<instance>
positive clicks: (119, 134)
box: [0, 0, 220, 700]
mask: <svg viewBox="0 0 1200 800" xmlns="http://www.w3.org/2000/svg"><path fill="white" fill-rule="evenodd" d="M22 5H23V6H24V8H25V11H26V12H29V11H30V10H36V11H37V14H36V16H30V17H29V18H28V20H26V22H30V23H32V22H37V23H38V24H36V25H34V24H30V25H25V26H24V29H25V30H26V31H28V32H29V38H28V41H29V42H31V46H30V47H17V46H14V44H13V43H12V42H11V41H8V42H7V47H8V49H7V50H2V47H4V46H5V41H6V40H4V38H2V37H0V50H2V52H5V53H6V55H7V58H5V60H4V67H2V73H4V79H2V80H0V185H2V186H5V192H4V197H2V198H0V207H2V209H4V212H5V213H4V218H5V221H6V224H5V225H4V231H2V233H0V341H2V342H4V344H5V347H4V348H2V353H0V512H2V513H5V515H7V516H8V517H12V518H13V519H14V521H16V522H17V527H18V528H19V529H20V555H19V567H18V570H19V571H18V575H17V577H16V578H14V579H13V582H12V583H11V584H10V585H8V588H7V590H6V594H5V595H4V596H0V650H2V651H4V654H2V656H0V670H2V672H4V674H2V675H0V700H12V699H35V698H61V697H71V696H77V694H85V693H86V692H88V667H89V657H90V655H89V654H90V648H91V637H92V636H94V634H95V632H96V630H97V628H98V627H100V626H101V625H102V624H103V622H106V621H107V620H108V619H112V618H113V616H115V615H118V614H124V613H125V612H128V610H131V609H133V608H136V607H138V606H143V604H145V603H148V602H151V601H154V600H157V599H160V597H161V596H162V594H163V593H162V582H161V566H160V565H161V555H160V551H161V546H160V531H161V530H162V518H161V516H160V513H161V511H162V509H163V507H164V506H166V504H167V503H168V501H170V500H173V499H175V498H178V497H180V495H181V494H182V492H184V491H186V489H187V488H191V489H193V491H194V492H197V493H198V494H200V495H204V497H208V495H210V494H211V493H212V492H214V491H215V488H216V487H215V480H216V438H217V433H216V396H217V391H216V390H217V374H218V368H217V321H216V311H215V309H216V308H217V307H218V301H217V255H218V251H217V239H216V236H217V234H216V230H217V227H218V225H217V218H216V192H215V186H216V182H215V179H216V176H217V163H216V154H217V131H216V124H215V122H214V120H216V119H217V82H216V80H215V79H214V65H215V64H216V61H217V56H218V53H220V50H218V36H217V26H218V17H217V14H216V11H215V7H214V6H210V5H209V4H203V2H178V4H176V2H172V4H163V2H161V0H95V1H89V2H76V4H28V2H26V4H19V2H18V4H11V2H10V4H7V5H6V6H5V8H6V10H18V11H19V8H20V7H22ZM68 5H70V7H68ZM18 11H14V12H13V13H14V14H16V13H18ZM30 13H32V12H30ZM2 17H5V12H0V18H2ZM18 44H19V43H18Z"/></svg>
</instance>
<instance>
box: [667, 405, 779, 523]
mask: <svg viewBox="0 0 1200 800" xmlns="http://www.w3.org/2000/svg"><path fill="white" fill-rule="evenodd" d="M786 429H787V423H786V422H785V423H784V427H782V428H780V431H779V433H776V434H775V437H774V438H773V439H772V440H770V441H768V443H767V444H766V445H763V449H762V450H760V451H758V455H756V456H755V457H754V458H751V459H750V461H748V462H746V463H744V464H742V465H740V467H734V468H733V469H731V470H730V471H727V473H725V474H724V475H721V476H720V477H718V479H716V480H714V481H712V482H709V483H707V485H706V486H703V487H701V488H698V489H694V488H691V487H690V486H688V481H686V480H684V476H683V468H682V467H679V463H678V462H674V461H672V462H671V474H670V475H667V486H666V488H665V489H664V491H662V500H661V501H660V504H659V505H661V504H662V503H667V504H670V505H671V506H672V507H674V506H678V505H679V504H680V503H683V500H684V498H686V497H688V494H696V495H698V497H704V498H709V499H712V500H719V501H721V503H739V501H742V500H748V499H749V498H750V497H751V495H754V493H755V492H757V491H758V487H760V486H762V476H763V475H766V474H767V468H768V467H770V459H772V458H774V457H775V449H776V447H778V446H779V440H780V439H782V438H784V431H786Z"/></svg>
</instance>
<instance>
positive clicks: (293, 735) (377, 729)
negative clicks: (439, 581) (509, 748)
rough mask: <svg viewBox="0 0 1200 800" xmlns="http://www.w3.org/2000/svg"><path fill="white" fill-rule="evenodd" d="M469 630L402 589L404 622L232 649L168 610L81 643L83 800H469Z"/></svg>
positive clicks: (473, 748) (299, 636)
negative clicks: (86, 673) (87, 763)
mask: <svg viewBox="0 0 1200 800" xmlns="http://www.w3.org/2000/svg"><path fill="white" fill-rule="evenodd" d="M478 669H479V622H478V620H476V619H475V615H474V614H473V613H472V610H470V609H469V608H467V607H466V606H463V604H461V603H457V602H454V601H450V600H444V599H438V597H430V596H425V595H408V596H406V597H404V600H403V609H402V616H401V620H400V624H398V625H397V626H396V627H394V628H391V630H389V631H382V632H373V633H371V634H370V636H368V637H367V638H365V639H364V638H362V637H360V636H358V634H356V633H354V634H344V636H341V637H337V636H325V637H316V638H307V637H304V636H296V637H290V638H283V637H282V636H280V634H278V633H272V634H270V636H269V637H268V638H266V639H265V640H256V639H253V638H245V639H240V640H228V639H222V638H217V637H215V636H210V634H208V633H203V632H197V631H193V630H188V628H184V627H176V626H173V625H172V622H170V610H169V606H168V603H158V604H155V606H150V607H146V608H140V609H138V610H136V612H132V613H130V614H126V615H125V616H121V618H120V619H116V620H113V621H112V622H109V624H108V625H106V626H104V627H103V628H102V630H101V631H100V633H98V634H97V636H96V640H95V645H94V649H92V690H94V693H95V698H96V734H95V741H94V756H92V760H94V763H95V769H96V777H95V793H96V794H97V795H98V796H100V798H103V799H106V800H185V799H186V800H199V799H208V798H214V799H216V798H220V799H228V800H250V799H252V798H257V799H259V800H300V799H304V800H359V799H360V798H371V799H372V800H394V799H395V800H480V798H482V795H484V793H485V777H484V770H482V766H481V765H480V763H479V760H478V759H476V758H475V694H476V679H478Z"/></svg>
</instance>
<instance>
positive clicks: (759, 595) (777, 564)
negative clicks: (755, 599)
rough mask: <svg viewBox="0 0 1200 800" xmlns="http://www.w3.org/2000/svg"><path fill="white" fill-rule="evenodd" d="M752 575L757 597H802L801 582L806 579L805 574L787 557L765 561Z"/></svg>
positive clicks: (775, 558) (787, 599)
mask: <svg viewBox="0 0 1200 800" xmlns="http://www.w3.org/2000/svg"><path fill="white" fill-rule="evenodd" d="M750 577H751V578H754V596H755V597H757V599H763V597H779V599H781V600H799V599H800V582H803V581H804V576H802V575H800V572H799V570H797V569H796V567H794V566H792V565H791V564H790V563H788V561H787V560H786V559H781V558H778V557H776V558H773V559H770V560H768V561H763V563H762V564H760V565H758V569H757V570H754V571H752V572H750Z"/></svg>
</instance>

########

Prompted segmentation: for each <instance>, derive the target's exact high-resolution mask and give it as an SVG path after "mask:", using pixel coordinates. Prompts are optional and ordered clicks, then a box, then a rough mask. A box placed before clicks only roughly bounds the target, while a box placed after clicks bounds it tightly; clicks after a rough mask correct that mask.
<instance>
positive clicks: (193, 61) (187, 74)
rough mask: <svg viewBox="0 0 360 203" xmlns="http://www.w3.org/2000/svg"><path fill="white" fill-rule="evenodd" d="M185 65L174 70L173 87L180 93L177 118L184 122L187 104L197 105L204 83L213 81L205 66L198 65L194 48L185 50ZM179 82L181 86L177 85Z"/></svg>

########

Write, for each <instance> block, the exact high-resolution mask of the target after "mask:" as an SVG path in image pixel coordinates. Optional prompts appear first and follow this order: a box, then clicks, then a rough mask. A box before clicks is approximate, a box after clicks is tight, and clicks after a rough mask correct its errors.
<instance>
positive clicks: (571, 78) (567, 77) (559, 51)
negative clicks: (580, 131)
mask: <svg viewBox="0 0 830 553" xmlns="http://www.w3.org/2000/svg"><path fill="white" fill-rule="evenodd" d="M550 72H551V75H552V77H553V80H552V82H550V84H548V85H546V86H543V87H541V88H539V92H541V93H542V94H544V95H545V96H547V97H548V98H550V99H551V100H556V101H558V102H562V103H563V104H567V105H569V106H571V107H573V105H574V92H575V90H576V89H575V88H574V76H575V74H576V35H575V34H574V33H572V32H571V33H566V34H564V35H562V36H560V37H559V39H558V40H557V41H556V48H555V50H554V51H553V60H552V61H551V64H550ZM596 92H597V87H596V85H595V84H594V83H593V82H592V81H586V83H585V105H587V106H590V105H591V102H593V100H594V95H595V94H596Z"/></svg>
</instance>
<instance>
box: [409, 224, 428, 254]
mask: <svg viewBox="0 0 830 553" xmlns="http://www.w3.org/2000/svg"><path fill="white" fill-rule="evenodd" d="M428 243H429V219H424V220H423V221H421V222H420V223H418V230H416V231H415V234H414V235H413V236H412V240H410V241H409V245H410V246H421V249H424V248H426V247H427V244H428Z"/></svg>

########

### WHAT THIS TASK INVOLVES
Render as a numbered list the lines starting with the one containing "Prompted segmentation: for" and going on through the one containing "positive clicks: (193, 61) (187, 74)", with blank lines left out.

### WRITTEN ANSWER
1. Prompted segmentation: for each <instance>, derive the target's exact high-resolution mask and give it as an SVG path after "mask:", using pixel coordinates. Prompts are optional and ordered clicks, then a box, then a rough mask. A box placed before clicks only roughly bounds the target, while a box placed after clicks bounds it tightly; clicks after a rough mask correct that mask.
2. <instance>
3. positive clicks: (193, 61) (187, 74)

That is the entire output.